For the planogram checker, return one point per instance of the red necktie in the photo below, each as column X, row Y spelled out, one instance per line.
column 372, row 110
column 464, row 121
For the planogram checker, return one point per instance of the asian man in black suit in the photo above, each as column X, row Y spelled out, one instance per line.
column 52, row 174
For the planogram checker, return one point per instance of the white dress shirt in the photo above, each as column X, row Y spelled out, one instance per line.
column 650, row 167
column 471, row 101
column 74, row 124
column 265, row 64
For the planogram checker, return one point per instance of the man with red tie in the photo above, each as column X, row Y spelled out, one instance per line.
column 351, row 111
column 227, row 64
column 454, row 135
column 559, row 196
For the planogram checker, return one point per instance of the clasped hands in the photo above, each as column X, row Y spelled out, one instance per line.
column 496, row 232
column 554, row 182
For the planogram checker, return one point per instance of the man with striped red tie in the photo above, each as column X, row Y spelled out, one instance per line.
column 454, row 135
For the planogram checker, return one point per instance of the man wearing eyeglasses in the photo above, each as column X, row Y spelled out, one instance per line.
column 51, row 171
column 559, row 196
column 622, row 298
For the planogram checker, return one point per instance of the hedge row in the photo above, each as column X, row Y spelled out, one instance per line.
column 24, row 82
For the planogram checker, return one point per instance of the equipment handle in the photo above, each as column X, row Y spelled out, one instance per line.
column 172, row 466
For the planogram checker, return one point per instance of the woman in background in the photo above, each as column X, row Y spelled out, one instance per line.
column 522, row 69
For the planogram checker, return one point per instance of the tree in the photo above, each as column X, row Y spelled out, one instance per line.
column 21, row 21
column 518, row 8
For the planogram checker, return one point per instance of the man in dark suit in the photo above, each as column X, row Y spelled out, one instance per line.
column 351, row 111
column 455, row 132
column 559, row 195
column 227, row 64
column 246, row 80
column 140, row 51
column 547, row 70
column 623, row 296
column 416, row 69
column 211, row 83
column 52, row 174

**WHAT IS EXPECTED:** The response should consist of the entries, retyped exactly and in full.

**TASK RESPONSE:**
For the planogram checker, return one point per instance of the red necktie in the photo below, each as column X, row Y spelled out, one instance per line.
column 372, row 110
column 464, row 121
For the planogram checker, return one point per instance of the asian man in black suit in the photo above, each as column X, row Y spelled out, one instance per line.
column 52, row 174
For the planogram checker, return one point per instance of the white dress shirt in the photo above, each as column X, row Y spelled out, one instance per line.
column 650, row 167
column 471, row 101
column 74, row 124
column 265, row 64
For the planogram checker, return one point per instance of the man with red tie in the photo above, each as column X, row Y spelled out, one instance per line.
column 351, row 111
column 227, row 64
column 454, row 135
column 559, row 196
For the planogram checker, return one point per instance of the clasped hands in the photo above, each as column X, row Y spelled out, one instance per line.
column 496, row 232
column 554, row 182
For the planogram checker, return one point per instance of the man with striped red tie in the photo above, each as column X, row Y spelled out, one instance per line.
column 454, row 135
For the planogram checker, return one point per instance of the man wearing eyeglasses in the photo above, each as column X, row Y spelled out, one instance per line.
column 51, row 171
column 559, row 196
column 622, row 298
For the planogram checker, return one point per instance of the hedge row in the photo above, each as column X, row Y spelled out, one instance per line.
column 24, row 82
For the planogram checker, return one point per instance of the equipment handle in the photo above, each as column X, row Y spelled out, one instance per line.
column 172, row 466
For the planogram checker, return one point per instance of the woman in background in the photo above, each as column X, row Y spelled out, one instance per line.
column 522, row 69
For the planogram checker, return one point per instance of the tree in the photo above, each as column X, row Y spelled out, one instance per line.
column 21, row 21
column 518, row 8
For the planogram checker, return one point per instance of the man in dark suit in the photo above, each as column X, row Y spelled out, one instance per line.
column 351, row 111
column 455, row 132
column 559, row 195
column 227, row 64
column 246, row 80
column 140, row 51
column 547, row 70
column 623, row 296
column 416, row 69
column 211, row 83
column 52, row 174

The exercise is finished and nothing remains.